Instructions for the task >> Could you copy every line in the listing below that has the word "uniform"?

Supplied material >>
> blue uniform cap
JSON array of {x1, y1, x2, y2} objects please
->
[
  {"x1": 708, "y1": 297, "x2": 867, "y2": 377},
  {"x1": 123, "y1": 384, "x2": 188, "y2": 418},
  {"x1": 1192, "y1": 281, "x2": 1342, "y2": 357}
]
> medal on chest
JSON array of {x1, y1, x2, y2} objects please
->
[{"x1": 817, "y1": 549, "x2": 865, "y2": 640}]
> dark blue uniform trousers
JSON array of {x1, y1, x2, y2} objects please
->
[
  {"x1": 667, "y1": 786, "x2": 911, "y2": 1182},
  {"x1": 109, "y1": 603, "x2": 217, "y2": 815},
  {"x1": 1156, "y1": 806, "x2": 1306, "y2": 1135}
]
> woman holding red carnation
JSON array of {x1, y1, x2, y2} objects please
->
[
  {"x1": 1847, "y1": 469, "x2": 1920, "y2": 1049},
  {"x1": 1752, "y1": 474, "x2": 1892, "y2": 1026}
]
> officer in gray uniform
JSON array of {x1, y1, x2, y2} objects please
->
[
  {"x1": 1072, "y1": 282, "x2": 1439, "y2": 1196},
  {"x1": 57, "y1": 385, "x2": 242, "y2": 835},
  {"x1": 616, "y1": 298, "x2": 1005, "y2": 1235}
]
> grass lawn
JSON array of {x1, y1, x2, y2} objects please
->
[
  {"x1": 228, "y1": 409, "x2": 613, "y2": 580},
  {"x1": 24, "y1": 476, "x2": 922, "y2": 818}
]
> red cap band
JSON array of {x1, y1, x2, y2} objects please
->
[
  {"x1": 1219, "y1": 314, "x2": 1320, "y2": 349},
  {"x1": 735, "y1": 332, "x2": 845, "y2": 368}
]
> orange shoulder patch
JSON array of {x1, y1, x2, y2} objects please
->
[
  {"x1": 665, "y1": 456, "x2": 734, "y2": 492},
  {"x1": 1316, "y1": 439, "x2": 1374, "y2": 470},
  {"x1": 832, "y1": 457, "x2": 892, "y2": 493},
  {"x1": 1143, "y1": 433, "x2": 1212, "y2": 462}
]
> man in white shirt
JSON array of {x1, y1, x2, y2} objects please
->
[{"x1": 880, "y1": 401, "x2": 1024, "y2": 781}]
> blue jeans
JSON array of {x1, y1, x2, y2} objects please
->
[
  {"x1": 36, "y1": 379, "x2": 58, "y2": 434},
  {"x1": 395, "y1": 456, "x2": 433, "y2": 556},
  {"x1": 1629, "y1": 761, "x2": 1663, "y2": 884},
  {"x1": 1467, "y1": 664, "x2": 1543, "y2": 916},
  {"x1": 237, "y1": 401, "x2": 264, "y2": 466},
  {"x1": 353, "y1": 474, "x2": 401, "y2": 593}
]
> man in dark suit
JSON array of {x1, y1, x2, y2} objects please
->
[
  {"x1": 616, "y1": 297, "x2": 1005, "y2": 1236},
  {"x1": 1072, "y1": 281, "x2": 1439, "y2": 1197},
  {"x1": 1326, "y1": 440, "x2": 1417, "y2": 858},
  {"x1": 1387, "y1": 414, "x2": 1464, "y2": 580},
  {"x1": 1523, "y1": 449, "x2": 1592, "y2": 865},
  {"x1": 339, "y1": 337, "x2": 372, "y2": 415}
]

Result of the task >>
> blue uniform cap
> dark blue uniform trousers
> officer in gray uniform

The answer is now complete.